Canine Hypothyroidism, a Dog Owner’s Guide to Cause, Symptoms and Treatment

As in humans, hypothyroidism is a disorder of the thyroid gland with a most distinct symptom of weight gain. So true, also, with man’s best friend. In your dog, hypothyroidism exhibits the same, if not worse, symptoms but can be treated resulting in a normal and healthy lifespan. The thyroid gland in both dogs and humans provides the same hormonal and metabolic balance and function. Understanding the causes of canine hypothyroidism, symptoms and treatment options, will guide you into the proper method for diagnosing and treatment options which leads to a full and productive life.

The canine thyroid gland is similar to that found in humans. As a dual butterfly shaped lobe located in the neck, the thyroid gland serves the same hormonal and metabolic function in dogs as is found in humans. Statistics have shown that almost 90% of new canine hypothyroidism cases develop from a decrease in the canine’s immune system resulting in an attack of the healthy thyroid tissue. As in humans, the condition is often genetic but can be brought on by pollution and allergens with larger dog breeds suffering more often than smaller breeds and spayed females more often afflicted than any other type of dog. Additionally, pure breed dogs tend to be more often afflicted than mixed breed types.

If struck with hypothyroidism, your dog will show a variety of symptoms which could easily be mistaken for other conditions such as heat exhaustion, parvo or influenza. Symptoms range from lethargy, paralysis, drooping eyelids, some weight gain, hair loss, slowed heart rate to even ear infections. You may also begin to notice what appears to be signs of depression and notice some seizure activity in your dog. Constipation, diarrhea and vomiting have also been seen as common symptoms of the disorder.

-.-.-

= REQUIRED TASKS =
[1] Return the passage of the guide on canine hypothyroidism from "If struck with" up to and including "of the disorder.", copied word for word.
[2] Decide whether each statement agrees with the guide on canine hypothyroidism. Answer yes or no for each, and quote the deciding words of the guide.
(a) The thyroid gland of a dog is located in the neck.
(b) Smaller dog breeds suffer from the condition more often than larger breeds.
(c) Mixed breed dogs are afflicted more often than pure breed dogs.
[3] According to the guide on canine hypothyroidism, what share of new cases develop from a decrease in the dog's immune system?
Rely only on the guide on canine hypothyroidism.

= SUPPLIED MATERIAL =
-.-.-

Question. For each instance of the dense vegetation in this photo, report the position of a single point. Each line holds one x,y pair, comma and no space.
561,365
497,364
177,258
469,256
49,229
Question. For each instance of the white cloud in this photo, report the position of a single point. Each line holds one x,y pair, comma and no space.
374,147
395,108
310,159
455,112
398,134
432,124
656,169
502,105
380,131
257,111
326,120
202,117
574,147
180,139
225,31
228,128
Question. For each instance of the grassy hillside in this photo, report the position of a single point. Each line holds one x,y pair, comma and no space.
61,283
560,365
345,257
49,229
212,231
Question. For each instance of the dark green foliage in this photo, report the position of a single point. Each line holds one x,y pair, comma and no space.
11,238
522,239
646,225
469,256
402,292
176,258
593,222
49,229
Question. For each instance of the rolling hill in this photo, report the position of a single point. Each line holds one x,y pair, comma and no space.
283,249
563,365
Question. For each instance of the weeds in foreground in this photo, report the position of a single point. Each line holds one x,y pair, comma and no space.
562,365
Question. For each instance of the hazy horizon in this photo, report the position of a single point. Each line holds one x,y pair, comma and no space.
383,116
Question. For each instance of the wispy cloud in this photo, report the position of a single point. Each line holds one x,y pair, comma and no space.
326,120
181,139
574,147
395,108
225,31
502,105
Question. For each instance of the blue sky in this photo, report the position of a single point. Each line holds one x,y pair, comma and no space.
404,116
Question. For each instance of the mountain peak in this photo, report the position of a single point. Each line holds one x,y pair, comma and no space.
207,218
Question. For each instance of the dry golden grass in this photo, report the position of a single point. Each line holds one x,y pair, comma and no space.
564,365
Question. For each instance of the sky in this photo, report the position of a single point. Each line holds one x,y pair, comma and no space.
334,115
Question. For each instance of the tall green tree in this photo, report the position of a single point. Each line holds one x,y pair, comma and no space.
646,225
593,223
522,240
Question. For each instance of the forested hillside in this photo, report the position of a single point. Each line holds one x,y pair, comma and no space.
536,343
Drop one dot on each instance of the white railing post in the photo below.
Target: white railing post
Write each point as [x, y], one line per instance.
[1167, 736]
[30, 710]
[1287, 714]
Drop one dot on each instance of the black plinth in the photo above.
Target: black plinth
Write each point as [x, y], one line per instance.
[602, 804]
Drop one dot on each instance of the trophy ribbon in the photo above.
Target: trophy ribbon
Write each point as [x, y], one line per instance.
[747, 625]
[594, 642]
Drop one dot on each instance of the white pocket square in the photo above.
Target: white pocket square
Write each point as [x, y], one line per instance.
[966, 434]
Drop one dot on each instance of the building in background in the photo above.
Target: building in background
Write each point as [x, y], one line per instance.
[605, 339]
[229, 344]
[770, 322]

-.-.-

= RESPONSES IN ORDER =
[1]
If struck with hypothyroidism, your dog will show a variety of symptoms which could easily be mistaken for other conditions such as heat exhaustion, parvo or influenza. Symptoms range from lethargy, paralysis, drooping eyelids, some weight gain, hair loss, slowed heart rate to even ear infections. You may also begin to notice what appears to be signs of depression and notice some seizure activity in your dog. Constipation, diarrhea and vomiting have also been seen as common symptoms of the disorder.

[2]
(a) Yes: "As a dual butterfly shaped lobe located in the neck"
(b) No: "larger dog breeds suffering more often than smaller breeds"
(c) No: "pure breed dogs tend to be more often afflicted than mixed breed types"

[3] Almost 90%.